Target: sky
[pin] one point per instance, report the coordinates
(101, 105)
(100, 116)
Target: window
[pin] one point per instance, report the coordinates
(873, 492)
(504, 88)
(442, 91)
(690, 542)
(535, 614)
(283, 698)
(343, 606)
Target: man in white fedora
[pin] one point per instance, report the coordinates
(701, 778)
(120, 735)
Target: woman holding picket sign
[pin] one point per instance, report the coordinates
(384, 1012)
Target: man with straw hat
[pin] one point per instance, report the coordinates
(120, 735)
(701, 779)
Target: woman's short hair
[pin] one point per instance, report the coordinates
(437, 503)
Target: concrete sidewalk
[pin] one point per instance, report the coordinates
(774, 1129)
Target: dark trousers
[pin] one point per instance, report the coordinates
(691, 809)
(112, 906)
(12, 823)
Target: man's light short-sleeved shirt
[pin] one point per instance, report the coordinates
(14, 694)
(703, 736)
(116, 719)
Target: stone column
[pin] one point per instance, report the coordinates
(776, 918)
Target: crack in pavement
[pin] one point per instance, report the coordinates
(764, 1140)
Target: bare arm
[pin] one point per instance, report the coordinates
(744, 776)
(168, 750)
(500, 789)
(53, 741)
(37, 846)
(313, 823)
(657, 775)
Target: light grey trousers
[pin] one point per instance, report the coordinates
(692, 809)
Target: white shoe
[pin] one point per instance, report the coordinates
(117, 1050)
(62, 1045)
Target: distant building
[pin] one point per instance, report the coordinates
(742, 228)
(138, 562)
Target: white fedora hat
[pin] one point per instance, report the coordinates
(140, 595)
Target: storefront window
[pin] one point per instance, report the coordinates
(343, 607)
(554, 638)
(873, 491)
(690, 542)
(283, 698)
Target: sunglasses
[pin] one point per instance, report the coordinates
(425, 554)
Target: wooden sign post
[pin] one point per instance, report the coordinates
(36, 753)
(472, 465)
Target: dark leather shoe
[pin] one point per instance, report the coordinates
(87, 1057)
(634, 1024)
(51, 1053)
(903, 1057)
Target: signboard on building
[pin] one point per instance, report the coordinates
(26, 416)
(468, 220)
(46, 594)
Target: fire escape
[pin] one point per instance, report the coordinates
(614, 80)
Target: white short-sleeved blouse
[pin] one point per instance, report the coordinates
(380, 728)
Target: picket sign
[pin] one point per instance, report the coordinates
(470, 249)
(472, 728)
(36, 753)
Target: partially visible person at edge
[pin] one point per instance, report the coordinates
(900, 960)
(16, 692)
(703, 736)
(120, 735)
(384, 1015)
· · ·
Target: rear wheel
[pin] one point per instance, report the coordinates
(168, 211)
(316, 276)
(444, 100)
· · ·
**Directions:** Please say only the number of lines in the data that hold "dark".

**Expected answer:** 2